- **Problem 1**: Pull out every line of the records that contains the string "task". Matching is case-sensitive.
- **Problem 2**: Write the next part of the forum discussion about Wikimedia Enterprise and the API policy, starting after its last sentence.

___ Text to read ___

I don't know if this addresses your question or simply opens up new ones, but I'm trying to answer in good faith in that doesn't center on theoretical speculations about Enterprise. SSpalding (WMF) (talk) 13:03, 6 September 2024 (UTC)Reply
I think we are all on the same page that whatever agreements Wikimedia enterprise has with the clients of Wikimedia enterprise, is irrelevant to this policy. The part I think is relevant is wikimedia enterprise as a client of SRE apis and not wikimedia enterprise as an API provider. Wikimedia enterprise white-labels SRE apis, if I understand the term correctly. Presumably they do this via special agreement between WMF and Wikimedia enterprise. If some randoms on the internet created their own version of Wikimedia enterprise, backed by WMF SRE apis in the same manner as Wikimedia enterprise is, under this policy, they would not be allowed to do so, if I understand correctly(?) Perhaps this was always the case, so there is nothing new here. In any case, such a restriction does seem very beneficial to Wikimedia enterprise.

___ Materials provided ___

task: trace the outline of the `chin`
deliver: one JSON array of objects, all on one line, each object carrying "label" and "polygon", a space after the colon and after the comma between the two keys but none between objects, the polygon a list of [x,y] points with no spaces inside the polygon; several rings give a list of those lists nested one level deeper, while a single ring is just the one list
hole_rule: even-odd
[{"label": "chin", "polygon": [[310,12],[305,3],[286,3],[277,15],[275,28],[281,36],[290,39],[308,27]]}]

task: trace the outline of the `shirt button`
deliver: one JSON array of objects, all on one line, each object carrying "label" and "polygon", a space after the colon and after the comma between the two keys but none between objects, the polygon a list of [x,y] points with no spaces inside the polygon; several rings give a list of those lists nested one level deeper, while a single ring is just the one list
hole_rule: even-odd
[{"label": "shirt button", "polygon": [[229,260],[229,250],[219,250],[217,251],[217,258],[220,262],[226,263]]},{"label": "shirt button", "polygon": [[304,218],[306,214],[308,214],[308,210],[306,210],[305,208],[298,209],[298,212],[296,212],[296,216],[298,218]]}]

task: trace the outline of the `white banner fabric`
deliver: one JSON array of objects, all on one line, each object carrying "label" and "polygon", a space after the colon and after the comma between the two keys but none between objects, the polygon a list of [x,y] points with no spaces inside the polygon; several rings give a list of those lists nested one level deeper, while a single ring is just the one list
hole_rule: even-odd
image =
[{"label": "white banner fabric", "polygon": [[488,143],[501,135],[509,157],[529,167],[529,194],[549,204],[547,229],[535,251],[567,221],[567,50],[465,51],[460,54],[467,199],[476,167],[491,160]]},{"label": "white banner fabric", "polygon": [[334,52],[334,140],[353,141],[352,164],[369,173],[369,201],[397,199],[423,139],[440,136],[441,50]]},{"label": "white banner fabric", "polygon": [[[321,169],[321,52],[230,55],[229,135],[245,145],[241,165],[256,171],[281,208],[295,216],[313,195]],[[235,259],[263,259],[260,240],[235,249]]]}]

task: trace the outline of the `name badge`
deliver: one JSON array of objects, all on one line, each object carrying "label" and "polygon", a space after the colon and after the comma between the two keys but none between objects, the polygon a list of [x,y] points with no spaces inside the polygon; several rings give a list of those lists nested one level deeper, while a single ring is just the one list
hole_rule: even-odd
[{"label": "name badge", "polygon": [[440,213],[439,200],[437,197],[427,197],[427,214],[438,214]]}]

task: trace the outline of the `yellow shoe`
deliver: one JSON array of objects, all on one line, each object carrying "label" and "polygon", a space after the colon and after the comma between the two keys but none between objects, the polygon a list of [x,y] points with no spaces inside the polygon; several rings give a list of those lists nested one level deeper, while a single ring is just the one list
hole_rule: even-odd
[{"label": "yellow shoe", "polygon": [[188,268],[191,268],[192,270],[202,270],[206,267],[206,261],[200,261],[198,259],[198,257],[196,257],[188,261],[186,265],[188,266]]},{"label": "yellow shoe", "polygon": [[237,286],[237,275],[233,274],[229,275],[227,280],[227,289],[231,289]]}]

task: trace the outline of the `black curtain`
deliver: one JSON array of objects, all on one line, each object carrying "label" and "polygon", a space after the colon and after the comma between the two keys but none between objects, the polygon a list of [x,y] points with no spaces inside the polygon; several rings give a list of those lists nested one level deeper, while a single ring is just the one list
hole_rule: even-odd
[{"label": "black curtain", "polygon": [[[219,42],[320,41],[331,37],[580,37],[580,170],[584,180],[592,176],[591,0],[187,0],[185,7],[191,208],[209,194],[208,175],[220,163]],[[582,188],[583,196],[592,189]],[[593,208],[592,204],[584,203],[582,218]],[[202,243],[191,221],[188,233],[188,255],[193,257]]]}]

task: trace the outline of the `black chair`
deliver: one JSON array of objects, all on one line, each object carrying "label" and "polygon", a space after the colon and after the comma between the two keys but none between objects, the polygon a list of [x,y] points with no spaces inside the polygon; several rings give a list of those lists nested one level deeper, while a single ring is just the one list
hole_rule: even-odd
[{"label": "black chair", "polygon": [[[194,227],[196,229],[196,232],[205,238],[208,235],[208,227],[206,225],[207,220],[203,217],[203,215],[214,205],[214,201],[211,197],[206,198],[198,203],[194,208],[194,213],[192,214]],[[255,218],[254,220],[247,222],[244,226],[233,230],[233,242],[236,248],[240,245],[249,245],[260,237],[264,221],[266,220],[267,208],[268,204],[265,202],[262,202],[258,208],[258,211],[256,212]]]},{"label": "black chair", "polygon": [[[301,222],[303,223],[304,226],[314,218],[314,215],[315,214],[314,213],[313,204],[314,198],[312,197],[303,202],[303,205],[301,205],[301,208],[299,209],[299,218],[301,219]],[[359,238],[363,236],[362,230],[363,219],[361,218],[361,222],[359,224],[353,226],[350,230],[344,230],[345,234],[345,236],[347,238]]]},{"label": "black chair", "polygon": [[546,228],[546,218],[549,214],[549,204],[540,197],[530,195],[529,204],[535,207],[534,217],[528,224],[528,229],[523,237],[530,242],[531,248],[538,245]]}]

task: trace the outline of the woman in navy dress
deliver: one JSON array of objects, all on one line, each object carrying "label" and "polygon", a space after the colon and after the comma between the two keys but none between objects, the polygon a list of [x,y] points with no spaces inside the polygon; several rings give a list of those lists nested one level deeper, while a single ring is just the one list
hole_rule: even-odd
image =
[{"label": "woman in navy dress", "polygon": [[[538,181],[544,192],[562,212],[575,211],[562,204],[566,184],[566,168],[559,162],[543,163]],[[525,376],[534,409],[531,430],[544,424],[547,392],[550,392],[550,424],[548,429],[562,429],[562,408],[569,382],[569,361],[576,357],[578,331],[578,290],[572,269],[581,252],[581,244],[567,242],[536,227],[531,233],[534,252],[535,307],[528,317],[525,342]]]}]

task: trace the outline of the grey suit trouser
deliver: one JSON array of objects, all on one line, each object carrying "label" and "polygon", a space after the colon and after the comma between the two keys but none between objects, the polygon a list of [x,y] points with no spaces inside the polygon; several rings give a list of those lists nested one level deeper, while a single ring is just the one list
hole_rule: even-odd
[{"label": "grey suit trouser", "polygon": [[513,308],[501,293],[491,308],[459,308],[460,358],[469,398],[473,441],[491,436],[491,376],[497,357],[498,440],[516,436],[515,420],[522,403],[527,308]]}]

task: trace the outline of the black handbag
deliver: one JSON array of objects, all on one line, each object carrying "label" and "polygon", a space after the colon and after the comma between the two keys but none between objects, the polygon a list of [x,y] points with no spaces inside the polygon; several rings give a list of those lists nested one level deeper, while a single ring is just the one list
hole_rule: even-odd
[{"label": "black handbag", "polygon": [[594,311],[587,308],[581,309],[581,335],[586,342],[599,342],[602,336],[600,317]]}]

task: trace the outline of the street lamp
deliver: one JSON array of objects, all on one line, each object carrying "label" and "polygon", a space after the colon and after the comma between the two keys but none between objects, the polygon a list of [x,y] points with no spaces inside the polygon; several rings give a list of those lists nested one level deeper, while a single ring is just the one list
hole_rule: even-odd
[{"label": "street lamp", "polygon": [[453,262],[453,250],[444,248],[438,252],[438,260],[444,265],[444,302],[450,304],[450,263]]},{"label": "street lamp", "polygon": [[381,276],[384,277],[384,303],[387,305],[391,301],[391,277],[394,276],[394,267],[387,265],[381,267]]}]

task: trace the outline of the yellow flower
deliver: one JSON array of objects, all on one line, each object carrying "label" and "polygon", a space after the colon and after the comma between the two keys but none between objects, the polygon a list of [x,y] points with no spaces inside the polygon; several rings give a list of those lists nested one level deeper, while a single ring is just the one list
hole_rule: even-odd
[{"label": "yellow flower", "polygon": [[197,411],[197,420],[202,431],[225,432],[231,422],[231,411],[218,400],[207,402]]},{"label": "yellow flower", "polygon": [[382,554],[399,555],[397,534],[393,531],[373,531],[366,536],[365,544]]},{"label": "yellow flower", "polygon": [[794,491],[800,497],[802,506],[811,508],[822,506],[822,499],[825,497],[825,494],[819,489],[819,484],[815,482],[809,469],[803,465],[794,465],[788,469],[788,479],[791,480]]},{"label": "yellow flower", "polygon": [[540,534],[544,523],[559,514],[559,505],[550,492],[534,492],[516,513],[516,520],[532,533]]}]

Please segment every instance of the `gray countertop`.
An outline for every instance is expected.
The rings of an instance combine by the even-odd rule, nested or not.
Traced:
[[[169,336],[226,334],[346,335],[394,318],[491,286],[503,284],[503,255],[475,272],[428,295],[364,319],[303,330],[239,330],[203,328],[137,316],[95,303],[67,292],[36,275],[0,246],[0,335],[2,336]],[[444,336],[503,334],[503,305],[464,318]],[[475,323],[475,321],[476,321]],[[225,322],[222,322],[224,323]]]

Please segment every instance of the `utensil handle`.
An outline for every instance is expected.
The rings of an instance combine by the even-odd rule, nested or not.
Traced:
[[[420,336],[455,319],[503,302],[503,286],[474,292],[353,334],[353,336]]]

___

- **Output 1**:
task: trace the outline of the `chin`
task: trace the outline of the `shirt button`
task: trace the outline of the `white banner fabric`
task: trace the outline of the `name badge`
task: trace the outline of the `yellow shoe`
task: trace the outline of the `black curtain`
task: trace the outline of the `black chair`
task: trace the outline of the woman in navy dress
task: trace the outline of the grey suit trouser
task: trace the outline of the black handbag
task: trace the outline of the street lamp
task: trace the outline of the yellow flower

- **Output 2**:
I agree 100% that downstream users should not make promises on behalf of WMF about WMF uptime or anything else really. The API is free, it is only fair that WMF is not responsible for downtime or changes to the API. Downstream users should use it at their own risk.
I think the part I am truly worried about is the distinction between "white-labelling" the API, and simply using the results of it in your product.
To make this concrete, lets take a real example that is currently out there in the world. There is a software product I am aware of, that among other things, lets you build an image library. In addition to using your own images, it has an option to expand your images with images from other websites in the world, including Wikimedia Commons. It does this via the Wikimedia API. If the API goes down, some things may be cached, but generally all the commons images will disappear in short order. The software shows all appropriate copyright information of the image. It also shows a message saying that the image comes from Wikimedia Commons (It does not say that the API used is operated by the "Wikimedia Foundation", it simply says that the image came from "Wikimedia Commons") and links to the image page on commons.
Is this permissible under this policy? I would generally assume yes. While the API going down may make the userbase of this software mad, ultimately they don't make any promises of availability so i think the no assign/lease/garuntee/sublicence part is fine. It does not disclose the operator of the original API, but it at least credits Wikimedia Commons as the source, which i presume is close enough but that is pretty unclear from this policy (?)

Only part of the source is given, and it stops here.